──────── Available data ────────
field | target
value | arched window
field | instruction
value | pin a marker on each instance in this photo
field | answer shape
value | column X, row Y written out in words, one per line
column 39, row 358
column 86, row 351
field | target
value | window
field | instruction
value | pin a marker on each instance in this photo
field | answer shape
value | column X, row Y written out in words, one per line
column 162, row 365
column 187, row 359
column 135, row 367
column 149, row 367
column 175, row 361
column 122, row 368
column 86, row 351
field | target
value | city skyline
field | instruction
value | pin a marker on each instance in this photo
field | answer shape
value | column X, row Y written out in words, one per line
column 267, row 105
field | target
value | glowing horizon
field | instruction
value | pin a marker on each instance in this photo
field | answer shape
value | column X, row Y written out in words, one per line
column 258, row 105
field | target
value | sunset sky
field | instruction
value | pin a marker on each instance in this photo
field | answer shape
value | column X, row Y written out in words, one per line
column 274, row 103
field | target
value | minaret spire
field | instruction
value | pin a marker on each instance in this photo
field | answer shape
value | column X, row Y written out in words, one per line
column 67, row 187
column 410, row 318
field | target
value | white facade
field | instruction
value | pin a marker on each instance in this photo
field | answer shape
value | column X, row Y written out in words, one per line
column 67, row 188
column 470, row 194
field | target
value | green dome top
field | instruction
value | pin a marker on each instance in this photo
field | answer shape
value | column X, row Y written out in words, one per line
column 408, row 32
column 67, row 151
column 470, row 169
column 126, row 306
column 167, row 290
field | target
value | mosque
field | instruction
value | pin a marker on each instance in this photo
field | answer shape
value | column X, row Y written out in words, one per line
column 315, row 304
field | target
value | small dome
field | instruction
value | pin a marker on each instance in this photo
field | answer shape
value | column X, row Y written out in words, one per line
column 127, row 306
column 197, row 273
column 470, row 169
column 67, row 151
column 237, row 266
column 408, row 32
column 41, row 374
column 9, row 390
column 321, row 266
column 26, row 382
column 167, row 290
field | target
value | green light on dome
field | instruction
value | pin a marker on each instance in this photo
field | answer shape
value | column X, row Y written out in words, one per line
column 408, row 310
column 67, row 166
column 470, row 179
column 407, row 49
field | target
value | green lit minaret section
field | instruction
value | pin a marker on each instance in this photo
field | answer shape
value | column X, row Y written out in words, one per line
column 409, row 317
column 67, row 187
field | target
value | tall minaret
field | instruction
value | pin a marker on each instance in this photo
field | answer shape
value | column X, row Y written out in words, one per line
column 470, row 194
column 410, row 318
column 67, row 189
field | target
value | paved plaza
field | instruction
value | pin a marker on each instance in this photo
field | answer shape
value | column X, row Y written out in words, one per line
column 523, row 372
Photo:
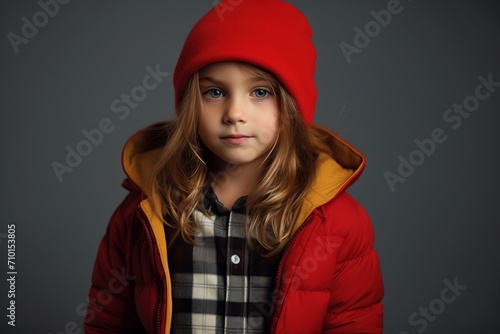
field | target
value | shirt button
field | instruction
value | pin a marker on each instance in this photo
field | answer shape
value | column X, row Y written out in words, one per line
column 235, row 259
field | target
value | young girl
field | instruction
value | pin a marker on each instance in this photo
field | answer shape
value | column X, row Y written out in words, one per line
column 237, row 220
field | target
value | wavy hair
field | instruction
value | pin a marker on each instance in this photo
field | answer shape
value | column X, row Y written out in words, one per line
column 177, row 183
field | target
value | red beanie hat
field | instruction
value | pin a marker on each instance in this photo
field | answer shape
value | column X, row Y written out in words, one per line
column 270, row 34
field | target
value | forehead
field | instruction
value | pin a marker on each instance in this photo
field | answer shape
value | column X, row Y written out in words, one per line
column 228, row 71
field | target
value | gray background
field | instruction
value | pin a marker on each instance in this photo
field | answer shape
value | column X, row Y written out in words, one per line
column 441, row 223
────────
* **What you need to do**
Pictures are to be left out; all else in the entries above is to be quoted exactly.

* **Result below**
field | target
value | arched window
field | instruction
value | pin a marker on each instance in this photo
field | answer shape
value | column X, row Y written out in words, one per line
column 39, row 358
column 86, row 351
field | target
value | window
field | instruction
value | pin a marker on each instance in this photo
field | answer shape
value | column X, row Y written out in words, one per line
column 162, row 365
column 187, row 359
column 135, row 367
column 149, row 367
column 175, row 361
column 122, row 368
column 86, row 351
field | target
value | city skyline
field | instruction
value | pin a marker on each instance in this photo
field | answer shape
value | column X, row Y written out in words, one per line
column 267, row 105
field | target
value | glowing horizon
field | instruction
value | pin a marker on each instance in this photo
field | answer shape
value | column X, row Y written out in words, one per line
column 258, row 105
field | target
value | sunset sky
field | instruction
value | pin a marker on each instance in this photo
field | answer shape
value | column X, row Y written out in words, one per line
column 274, row 103
field | target
value | minaret spire
field | instruction
value | pin a marker on each instance in this photo
field | answer shape
value | column X, row Y written out in words, one per line
column 67, row 187
column 410, row 318
field | target
value | white facade
field | instruction
value | pin a marker on each instance in this photo
field | answer shape
value | column X, row Y written out in words, one per line
column 67, row 188
column 470, row 194
field | target
value | green dome top
field | instruction
value | pin a marker on each instance in this photo
field | answer shape
value | column X, row Y written out in words, one per line
column 408, row 32
column 67, row 151
column 470, row 169
column 126, row 306
column 167, row 290
field | target
value | mosque
field | instruction
value | pin a marker on each instance in this photo
field | answer shape
value | column X, row Y written out in words, one per line
column 315, row 304
field | target
value | small dome
field | instruction
value | pin a marker on each instance in this photo
field | answer shape
value | column X, row Y written out in words, one per line
column 127, row 306
column 197, row 273
column 470, row 169
column 67, row 151
column 237, row 266
column 408, row 32
column 41, row 374
column 9, row 390
column 321, row 266
column 26, row 382
column 167, row 290
field | target
value | green light on dome
field | instruction
value | pin a marker on each instance in this photo
field | answer shape
value | column X, row Y written out in words, one per line
column 408, row 310
column 67, row 166
column 470, row 179
column 407, row 49
field | target
value | green lit minaret section
field | instruction
value | pin a marker on each instance in this photo
field | answer shape
value | column X, row Y written out in words, one per line
column 409, row 317
column 67, row 187
field | target
value | tall minaret
field | instruction
value | pin a marker on each instance in this photo
field | answer shape
value | column X, row Y written out in words, one per line
column 470, row 194
column 410, row 318
column 67, row 189
field | target
value | paved plaza
field | instruction
value | pin a marker on each instance in this photo
field | answer shape
value | column X, row Y written out in words, one per line
column 523, row 372
Photo:
field | target
value | shirt button
field | instruction
value | pin a marker on each instance in this photo
field | answer shape
value | column X, row Y written out in words, one per line
column 235, row 259
field | target
value | young girl
field | instruction
value | pin a marker on each instance in this photo
field | answer shape
value | column X, row Y written out in words, one per line
column 237, row 220
field | target
value | wavy hair
field | instruction
value | pin a marker on each instance in this photo
field | answer shape
value | column X, row Y written out in words, one per line
column 177, row 183
field | target
value | red beanie hat
field | instruction
value | pin a marker on each instance in this photo
field | answer shape
value | column X, row Y written out in words, one per line
column 270, row 34
field | target
value | forehead
field | instruction
value | pin a marker on each instance in this photo
field | answer shape
value | column X, row Y written out in words, one per line
column 228, row 71
field | target
value | gray background
field | instruction
value | pin a marker on each instance in this photo
field | answer shape
value | column X, row Y written out in words, one per line
column 441, row 223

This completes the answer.